- Task: As the answer, set down the lines below from the one containing "For this exercise we mark the shaded" through the one containing "For this exercise we mark the mowed", exactly and inclusively, and no others.

- Data supplied:
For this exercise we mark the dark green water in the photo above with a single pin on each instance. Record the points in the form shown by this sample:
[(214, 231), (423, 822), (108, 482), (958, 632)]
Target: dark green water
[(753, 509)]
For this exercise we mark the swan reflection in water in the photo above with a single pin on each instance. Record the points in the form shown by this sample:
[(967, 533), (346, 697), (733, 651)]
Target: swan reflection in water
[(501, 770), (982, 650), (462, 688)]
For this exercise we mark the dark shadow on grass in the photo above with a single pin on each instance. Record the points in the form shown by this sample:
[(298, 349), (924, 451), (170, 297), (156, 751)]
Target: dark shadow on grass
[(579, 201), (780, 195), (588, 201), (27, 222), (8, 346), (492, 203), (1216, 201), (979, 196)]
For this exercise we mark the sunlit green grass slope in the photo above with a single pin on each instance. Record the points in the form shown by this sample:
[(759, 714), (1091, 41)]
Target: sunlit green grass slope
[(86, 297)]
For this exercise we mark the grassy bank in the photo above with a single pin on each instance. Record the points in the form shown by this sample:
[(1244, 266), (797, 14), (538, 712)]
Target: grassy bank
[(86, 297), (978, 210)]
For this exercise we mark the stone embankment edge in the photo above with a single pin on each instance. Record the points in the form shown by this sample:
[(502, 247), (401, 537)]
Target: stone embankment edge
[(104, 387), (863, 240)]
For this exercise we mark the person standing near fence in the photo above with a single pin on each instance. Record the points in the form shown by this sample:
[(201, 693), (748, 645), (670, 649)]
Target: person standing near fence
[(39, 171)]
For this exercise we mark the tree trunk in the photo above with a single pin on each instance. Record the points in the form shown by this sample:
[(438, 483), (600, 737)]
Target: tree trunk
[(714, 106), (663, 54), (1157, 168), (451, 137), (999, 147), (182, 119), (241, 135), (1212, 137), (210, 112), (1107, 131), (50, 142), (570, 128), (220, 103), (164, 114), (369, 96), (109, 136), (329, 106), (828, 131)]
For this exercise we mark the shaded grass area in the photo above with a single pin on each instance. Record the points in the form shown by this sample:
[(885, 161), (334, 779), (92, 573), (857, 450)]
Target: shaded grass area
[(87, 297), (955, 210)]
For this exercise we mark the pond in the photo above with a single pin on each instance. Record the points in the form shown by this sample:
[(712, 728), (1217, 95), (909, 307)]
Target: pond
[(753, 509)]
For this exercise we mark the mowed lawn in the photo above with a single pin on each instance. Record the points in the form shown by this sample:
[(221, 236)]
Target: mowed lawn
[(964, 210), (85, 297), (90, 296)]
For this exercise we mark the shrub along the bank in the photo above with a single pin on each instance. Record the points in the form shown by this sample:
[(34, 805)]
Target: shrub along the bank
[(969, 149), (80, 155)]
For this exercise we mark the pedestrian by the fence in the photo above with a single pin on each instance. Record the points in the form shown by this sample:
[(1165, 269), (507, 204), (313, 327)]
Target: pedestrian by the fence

- Answer below:
For this exercise we mark the shaded grass area in the photo above with a single pin on each instance. Record the points in the form shown by this sample:
[(885, 161), (334, 779), (92, 573), (857, 450)]
Target: shaded grass area
[(87, 297), (955, 210)]
For this exercise we mark the pond in the photo above with a single pin on each instance. Record the points in the form shown by this sample:
[(712, 728), (1217, 95), (909, 307)]
Target: pond
[(753, 509)]
For this exercise we mark the mowed lawn in the photo above with a single pin on each instance. Record the points in the form shown by this sample:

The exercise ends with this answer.